[Start of INFORMATION GIVEN]
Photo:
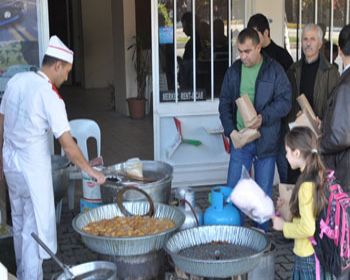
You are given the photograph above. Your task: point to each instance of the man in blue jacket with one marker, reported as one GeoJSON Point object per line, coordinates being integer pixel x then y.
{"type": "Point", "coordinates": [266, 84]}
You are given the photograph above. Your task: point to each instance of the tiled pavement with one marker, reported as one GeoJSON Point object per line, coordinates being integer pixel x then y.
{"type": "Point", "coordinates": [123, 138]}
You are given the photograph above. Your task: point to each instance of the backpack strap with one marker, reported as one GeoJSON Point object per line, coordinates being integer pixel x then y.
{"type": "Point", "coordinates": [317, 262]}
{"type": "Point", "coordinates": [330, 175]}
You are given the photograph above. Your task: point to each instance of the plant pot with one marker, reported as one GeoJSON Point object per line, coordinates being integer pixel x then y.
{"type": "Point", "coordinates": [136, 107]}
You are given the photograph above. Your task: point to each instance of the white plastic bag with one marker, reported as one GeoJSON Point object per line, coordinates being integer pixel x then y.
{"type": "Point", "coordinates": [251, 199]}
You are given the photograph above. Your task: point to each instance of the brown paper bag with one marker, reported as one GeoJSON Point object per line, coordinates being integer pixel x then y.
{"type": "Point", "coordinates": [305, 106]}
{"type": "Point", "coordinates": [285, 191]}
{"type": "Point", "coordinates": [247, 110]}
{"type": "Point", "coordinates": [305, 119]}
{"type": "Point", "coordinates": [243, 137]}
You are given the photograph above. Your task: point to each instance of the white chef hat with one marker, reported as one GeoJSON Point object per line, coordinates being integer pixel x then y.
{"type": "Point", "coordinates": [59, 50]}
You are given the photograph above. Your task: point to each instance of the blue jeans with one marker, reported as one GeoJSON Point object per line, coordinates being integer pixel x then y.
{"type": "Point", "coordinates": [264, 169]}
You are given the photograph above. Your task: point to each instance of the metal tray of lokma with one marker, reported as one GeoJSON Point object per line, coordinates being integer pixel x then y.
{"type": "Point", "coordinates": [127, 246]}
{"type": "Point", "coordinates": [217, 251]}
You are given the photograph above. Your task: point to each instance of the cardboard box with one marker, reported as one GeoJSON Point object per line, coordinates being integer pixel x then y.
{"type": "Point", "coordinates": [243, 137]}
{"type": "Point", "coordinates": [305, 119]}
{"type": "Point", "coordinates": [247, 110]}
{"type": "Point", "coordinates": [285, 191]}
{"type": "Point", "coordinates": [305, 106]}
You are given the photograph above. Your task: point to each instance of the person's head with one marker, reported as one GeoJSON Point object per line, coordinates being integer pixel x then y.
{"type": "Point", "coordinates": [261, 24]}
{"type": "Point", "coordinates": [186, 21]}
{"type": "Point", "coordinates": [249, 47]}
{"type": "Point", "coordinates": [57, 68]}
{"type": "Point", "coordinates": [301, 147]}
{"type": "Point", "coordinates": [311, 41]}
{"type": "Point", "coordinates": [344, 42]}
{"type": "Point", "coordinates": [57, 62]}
[End of INFORMATION GIVEN]
* STATED PROBLEM *
Rewrite every line of the items, starting with the line that contains "of the person's" and going on through the end of the items. Offset each coordinate value in the answers by -76 and leave all other text unchanged.

* TASK ANSWER *
You are given the photograph above. Your task: point to each instance of the person's head with one marker, reported as one GeoJSON Point object per line, coordinates being integer pixel x then y.
{"type": "Point", "coordinates": [185, -52]}
{"type": "Point", "coordinates": [110, -55]}
{"type": "Point", "coordinates": [173, -29]}
{"type": "Point", "coordinates": [-19, -8]}
{"type": "Point", "coordinates": [225, 71]}
{"type": "Point", "coordinates": [235, -35]}
{"type": "Point", "coordinates": [268, -34]}
{"type": "Point", "coordinates": [-19, -14]}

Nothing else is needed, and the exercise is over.